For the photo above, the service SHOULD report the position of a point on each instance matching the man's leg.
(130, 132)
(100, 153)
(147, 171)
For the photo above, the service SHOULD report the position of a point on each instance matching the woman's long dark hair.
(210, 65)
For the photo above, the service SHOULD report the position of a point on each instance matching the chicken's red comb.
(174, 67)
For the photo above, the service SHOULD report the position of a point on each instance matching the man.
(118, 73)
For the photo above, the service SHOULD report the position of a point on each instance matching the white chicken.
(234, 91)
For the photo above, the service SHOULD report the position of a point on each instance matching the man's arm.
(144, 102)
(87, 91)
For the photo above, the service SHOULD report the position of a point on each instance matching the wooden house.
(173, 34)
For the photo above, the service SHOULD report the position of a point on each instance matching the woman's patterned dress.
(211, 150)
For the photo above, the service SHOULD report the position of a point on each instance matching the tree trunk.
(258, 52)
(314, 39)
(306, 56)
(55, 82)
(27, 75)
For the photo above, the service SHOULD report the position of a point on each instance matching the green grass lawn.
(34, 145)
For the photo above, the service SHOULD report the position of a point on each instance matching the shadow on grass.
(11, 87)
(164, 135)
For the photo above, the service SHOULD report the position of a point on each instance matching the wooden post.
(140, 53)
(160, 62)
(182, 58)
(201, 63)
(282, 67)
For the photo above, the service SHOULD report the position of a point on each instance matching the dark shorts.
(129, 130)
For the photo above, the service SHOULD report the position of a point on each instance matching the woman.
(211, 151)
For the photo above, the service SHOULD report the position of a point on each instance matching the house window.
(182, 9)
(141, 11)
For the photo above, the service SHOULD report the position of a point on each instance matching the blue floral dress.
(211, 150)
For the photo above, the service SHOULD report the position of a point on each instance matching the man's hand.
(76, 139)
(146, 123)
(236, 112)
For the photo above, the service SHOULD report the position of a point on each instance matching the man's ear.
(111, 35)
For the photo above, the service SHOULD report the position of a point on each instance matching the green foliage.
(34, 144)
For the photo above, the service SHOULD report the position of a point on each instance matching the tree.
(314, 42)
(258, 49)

===============

▸ **PROBLEM DETAILS**
Reproduce the records above exactly.

▸ **RESULT OF THE TASK**
For the photo above, the service SHOULD report the position of a point on each instance matching the man's leg.
(130, 132)
(100, 153)
(147, 171)
For the photo above, the service SHOULD report the position of a point on each instance matching the woman's long dark hair.
(210, 65)
For the photo above, the service SHOULD report the position of a point on each instance matching the chicken's red comb.
(174, 67)
For the photo above, the service SHOULD report the position of a point on each instance matching the man.
(118, 73)
For the photo above, the service SHOULD report the position of a point on each instance matching the white chicken.
(234, 91)
For the photo above, the service SHOULD report the position of a point on each instance matching the man's arm.
(144, 102)
(87, 91)
For the photo above, the service SHOULD report the position of a point on each instance matching the wooden house.
(173, 34)
For the photo above, the service SHOULD report the position of a point on each instance matching the woman's patterned dress.
(211, 150)
For the photo above, the service SHOULD report the position of a point on each instance matching the tree trunk.
(258, 52)
(314, 39)
(306, 56)
(55, 82)
(27, 75)
For the photo above, the service SHOULD report the position of a point on each instance matching the green grass lawn.
(34, 145)
For the photo above, the service SHOULD report the position of a point on each instance matching the shadow on grass.
(11, 87)
(164, 135)
For the photo above, the service SHOULD report the position of a point on each instance matching the wooden post.
(140, 53)
(160, 62)
(182, 58)
(201, 63)
(282, 67)
For the photo above, the service SHOULD report the position of a point on each instance matching the dark shorts.
(129, 130)
For the photo above, the service SHOULD report the position of a point on each instance matching the woman.
(211, 151)
For the photo above, the service SHOULD report the position of a point on each instance matching the house window.
(182, 9)
(141, 11)
For the photo above, the service SHOULD report the position of a point on each instance matching the blue floral dress.
(211, 150)
For the photo above, the service SHOULD report the position of a point on each instance matching the man's hand.
(76, 139)
(146, 123)
(236, 112)
For the photo above, the service SHOULD report the position of a point on each instance matching the man's ear.
(111, 35)
For the photo above, the service SHOULD report the position of a point on each instance matching the green foliage.
(34, 144)
For the photo above, the service SHOULD report the position of a point on each instance matching the tree.
(314, 42)
(258, 49)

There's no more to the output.